> **Goal of the exercise**
Send back the records in full, character for character.

> **Source material**
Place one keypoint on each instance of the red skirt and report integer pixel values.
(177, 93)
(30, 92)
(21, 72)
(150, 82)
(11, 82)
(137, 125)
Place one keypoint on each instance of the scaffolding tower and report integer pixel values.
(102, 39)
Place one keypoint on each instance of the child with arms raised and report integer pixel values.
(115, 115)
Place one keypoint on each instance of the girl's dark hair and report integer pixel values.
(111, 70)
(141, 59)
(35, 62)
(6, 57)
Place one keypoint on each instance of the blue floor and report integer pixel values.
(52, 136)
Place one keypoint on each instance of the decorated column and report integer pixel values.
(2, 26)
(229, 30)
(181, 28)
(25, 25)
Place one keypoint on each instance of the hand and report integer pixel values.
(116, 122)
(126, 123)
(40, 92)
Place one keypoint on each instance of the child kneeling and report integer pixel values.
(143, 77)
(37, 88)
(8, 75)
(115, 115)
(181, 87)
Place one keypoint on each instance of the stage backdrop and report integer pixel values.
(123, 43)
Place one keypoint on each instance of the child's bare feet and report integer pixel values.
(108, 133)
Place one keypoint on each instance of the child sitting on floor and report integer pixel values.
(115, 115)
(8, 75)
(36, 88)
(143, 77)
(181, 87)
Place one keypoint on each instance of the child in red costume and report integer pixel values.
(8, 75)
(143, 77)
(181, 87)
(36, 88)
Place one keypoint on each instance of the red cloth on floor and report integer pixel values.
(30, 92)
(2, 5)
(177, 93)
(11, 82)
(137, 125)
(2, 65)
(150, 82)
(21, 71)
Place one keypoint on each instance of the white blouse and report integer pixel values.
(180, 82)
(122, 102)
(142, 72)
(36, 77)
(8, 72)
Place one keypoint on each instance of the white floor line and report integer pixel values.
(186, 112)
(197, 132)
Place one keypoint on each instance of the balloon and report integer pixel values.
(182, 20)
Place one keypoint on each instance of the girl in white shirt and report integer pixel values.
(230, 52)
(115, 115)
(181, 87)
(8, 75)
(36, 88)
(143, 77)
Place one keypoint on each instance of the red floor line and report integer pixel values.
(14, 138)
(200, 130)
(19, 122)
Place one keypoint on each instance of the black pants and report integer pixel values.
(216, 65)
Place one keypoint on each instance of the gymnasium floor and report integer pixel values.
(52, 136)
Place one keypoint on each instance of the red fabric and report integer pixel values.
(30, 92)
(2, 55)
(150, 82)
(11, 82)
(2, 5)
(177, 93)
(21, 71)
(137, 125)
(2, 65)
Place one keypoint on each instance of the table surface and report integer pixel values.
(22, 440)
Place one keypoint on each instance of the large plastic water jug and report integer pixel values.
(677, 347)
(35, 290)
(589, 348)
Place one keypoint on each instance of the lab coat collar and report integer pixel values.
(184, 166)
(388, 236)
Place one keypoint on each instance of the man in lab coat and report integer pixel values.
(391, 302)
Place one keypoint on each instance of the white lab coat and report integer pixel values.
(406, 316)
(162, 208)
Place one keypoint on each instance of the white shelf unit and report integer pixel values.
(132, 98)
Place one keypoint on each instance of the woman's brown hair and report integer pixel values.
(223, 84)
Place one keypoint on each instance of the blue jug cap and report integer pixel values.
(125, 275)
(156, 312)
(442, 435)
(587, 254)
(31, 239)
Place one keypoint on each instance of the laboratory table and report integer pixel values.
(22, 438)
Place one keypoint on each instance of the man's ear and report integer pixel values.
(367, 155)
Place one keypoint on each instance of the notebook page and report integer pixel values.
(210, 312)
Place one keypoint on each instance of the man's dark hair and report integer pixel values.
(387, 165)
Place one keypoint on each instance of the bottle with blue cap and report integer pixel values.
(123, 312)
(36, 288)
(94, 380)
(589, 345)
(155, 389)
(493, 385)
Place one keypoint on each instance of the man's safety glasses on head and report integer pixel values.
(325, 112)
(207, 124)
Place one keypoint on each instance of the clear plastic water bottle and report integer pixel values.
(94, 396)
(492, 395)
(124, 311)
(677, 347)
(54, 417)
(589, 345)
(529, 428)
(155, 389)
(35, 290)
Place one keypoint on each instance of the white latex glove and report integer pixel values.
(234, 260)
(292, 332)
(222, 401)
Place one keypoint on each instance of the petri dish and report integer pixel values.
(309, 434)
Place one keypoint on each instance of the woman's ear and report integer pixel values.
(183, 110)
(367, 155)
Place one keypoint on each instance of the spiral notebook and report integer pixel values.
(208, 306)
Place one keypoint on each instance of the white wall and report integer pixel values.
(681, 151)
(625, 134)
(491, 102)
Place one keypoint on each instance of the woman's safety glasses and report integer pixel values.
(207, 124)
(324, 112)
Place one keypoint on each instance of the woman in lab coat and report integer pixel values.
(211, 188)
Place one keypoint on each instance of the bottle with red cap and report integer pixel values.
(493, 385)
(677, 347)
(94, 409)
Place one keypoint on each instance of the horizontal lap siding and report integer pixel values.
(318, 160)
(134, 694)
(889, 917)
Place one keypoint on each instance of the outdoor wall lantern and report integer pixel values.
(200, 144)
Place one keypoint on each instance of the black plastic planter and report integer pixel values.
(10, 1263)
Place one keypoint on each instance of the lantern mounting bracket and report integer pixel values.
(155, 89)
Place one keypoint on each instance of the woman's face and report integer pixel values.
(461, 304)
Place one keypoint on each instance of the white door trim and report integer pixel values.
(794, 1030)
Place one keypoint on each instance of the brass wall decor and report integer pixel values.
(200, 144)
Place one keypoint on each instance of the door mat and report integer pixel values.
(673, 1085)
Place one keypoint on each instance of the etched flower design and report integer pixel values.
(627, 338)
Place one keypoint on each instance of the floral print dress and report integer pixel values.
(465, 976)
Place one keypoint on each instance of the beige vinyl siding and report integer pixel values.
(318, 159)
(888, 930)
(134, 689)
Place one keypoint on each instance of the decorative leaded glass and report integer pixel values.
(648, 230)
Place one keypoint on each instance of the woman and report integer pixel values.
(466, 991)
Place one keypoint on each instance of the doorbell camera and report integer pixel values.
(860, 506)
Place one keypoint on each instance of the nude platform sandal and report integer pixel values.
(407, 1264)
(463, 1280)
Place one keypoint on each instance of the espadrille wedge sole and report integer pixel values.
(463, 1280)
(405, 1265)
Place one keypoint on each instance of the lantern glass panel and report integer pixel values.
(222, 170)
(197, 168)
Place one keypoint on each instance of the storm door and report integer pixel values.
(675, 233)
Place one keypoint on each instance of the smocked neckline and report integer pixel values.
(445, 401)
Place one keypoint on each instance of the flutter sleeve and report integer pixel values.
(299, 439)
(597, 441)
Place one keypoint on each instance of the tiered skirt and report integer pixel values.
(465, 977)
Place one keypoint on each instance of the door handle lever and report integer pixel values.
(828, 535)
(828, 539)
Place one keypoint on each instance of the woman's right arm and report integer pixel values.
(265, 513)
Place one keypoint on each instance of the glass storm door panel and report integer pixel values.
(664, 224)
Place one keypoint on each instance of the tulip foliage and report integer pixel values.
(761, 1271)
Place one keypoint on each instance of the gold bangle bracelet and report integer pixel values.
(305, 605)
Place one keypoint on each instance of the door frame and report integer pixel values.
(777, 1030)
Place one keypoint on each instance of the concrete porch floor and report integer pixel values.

> **Solution**
Place one keypoint on each instance of the red skirt and report integer pixel values.
(177, 93)
(30, 92)
(21, 72)
(150, 82)
(11, 82)
(137, 125)
Place one keypoint on each instance of the scaffolding tower and report integer pixel values.
(102, 39)
Place one keypoint on each instance of the child with arms raised and report integer pixel values.
(115, 115)
Place one keypoint on each instance of the girl's dark hair and report integer pixel values.
(111, 70)
(141, 59)
(35, 62)
(6, 57)
Place one keypoint on each instance of the blue floor and report integer pixel values.
(52, 136)
Place one keypoint on each instance of the decorated column and report integer pixel values.
(2, 26)
(229, 30)
(181, 28)
(25, 25)
Place one keypoint on each instance of the hand and report integer pixel values.
(116, 122)
(126, 123)
(40, 92)
Place one keypoint on each instance of the child kneeling and report integer pixel values.
(143, 77)
(37, 88)
(8, 75)
(115, 115)
(181, 87)
Place one keypoint on each instance of the stage backdrop and report integer pixel values.
(123, 43)
Place one keypoint on each instance of the child's bare feet and report integer pixel values.
(108, 133)
Place one keypoint on each instance of the child sitting on floor and report integer pixel values.
(115, 115)
(8, 75)
(36, 88)
(143, 77)
(181, 87)
Place one keypoint on each instance of the child in red costume and report integer pixel values.
(8, 75)
(143, 77)
(181, 87)
(36, 88)
Place one keypoint on each instance of the red cloth on floor and report integer pixel values.
(30, 92)
(2, 5)
(177, 93)
(11, 82)
(137, 125)
(2, 65)
(150, 82)
(21, 71)
Place one keypoint on each instance of the white blouse and report integer pixel values.
(180, 82)
(122, 102)
(142, 72)
(36, 77)
(8, 72)
Place one keypoint on each instance of the white floor line and report integer pixel values.
(186, 112)
(197, 132)
Place one keypoint on each instance of the balloon and report integer pixel values.
(182, 20)
Place one keypoint on each instance of the girl in white shirt and report integer pixel values.
(230, 52)
(115, 115)
(181, 87)
(8, 75)
(36, 88)
(143, 77)
Place one keypoint on each instance of the red floor line and report integer pixel values.
(14, 138)
(200, 130)
(19, 122)
Place one keypoint on each instance of the black pants and report integer pixel values.
(216, 65)
Place one keypoint on each instance of the gymnasium floor and report integer pixel values.
(52, 136)
Place one keypoint on each instance of the red fabric and report integer pixel values.
(30, 92)
(2, 55)
(150, 82)
(11, 82)
(2, 5)
(177, 93)
(21, 71)
(137, 125)
(2, 65)
Place one keypoint on each instance of the table surface and report integer pixel values.
(22, 440)
Place one keypoint on each instance of the large plastic water jug and report integer pixel values.
(677, 347)
(35, 290)
(589, 348)
Place one keypoint on each instance of the lab coat collar and report integer pixel values.
(184, 166)
(388, 236)
Place one keypoint on each instance of the man in lab coat and report integer pixel values.
(391, 302)
Place one keypoint on each instance of the white lab coat and report integer pixel values.
(406, 316)
(162, 208)
Place one keypoint on each instance of the white shelf unit and report integer pixel values.
(132, 98)
Place one keypoint on each instance of the woman's brown hair and report integer pixel values.
(223, 84)
Place one keypoint on each instance of the blue jug cap and report integer pixel values.
(125, 275)
(156, 312)
(442, 435)
(587, 254)
(31, 239)
Place one keypoint on each instance of the laboratory table and report integer pixel values.
(22, 438)
Place one keypoint on each instance of the man's ear and report integer pixel values.
(367, 155)
Place one keypoint on each instance of the notebook page and report integer pixel values.
(210, 312)
Place one keypoint on each instance of the man's dark hair and report integer pixel values.
(387, 165)
Place one keypoint on each instance of the bottle with blue cap and report integer pixel values.
(123, 312)
(36, 288)
(94, 380)
(589, 345)
(155, 389)
(493, 385)
Place one keypoint on each instance of the man's safety glasses on head and report integer pixel values.
(325, 112)
(207, 124)
Place one keypoint on each instance of the clear plastic water bottle and report integer pixel values.
(94, 396)
(492, 395)
(124, 311)
(677, 347)
(54, 417)
(589, 345)
(529, 428)
(155, 389)
(35, 290)
Place one keypoint on each instance of the white latex glove and report integer pixel values.
(234, 260)
(292, 332)
(222, 401)
Place one keypoint on each instance of the petri dish and report integer pixel values.
(309, 434)
Place one keypoint on each instance of the woman's ear and report integer pixel values.
(183, 110)
(367, 155)
Place one keypoint on each instance of the spiral notebook and report integer pixel values.
(208, 306)
Place one keypoint on each instance of the white wall and report integer pixel values.
(681, 151)
(625, 134)
(491, 102)
Place one keypoint on each instance of the woman's safety glasses and report integer pixel values.
(207, 124)
(324, 112)
Place one keypoint on each instance of the woman in lab coat and report integer pixel values.
(211, 188)
Place one keypoint on each instance of the bottle with red cap and report integer pixel values.
(493, 385)
(677, 347)
(94, 409)
Place one keypoint on each instance of the horizontal lap siding and report integer pixel values.
(318, 160)
(134, 694)
(889, 917)
Place one keypoint on each instance of the outdoor wall lantern and report integer pixel values.
(200, 144)
Place one keypoint on each instance of the black plastic planter and report integer pixel values.
(10, 1263)
Place one keypoint on each instance of the lantern mounting bracket and report integer pixel values.
(155, 89)
Place one keypoint on each instance of the woman's face and report integer pixel values.
(461, 304)
Place one keypoint on each instance of the white door trim and report integer pixel values.
(794, 1030)
Place one keypoint on each instance of the brass wall decor and report integer pixel values.
(200, 144)
Place one keypoint on each instance of the door mat and report integer pixel values.
(673, 1085)
Place one keypoint on each instance of the etched flower design and report integer pixel values.
(627, 338)
Place one keypoint on each instance of the floral print dress and report integer pixel values.
(465, 976)
Place one keypoint on each instance of the beige vinyl siding and report integer pixel values.
(318, 159)
(888, 930)
(134, 689)
Place one keypoint on each instance of the decorative leaded glass and report integer pixel values.
(648, 230)
Place one keypoint on each instance of the woman and report integer pixel values.
(466, 991)
Place one keypoint on each instance of the doorbell camera and report integer pixel values.
(860, 506)
Place one keypoint on each instance of the nude platform sandal and report integer pixel values.
(407, 1264)
(463, 1280)
Place one keypoint on each instance of the espadrille wedge sole and report integer pixel values.
(463, 1280)
(405, 1265)
Place one keypoint on each instance of the lantern glass panel and report integer pixel values.
(222, 170)
(197, 168)
Place one keypoint on each instance of the storm door and report integer pixel values.
(675, 233)
Place one keypoint on each instance of the smocked neckline and report integer pixel values.
(445, 401)
Place one keypoint on each instance of the flutter sleeve and report integer pixel values.
(299, 439)
(597, 441)
Place one keypoint on each instance of the tiered skirt and report integer pixel values.
(465, 977)
Place one keypoint on each instance of the door handle lever and report integer pixel values.
(828, 535)
(828, 539)
Place one keypoint on each instance of the woman's right arm and report integer pixel values.
(265, 513)
Place one keypoint on each instance of the glass storm door panel and report integer pixel values.
(664, 224)
Place one keypoint on each instance of the tulip foliage and report integer pixel values.
(761, 1271)
Place one keypoint on each instance of the gold bangle bracelet and report integer pixel values.
(305, 605)
Place one keypoint on each instance of the door frame and report integer pixel values.
(777, 1030)
Place one keypoint on each instance of the concrete porch floor and report integer pixel values.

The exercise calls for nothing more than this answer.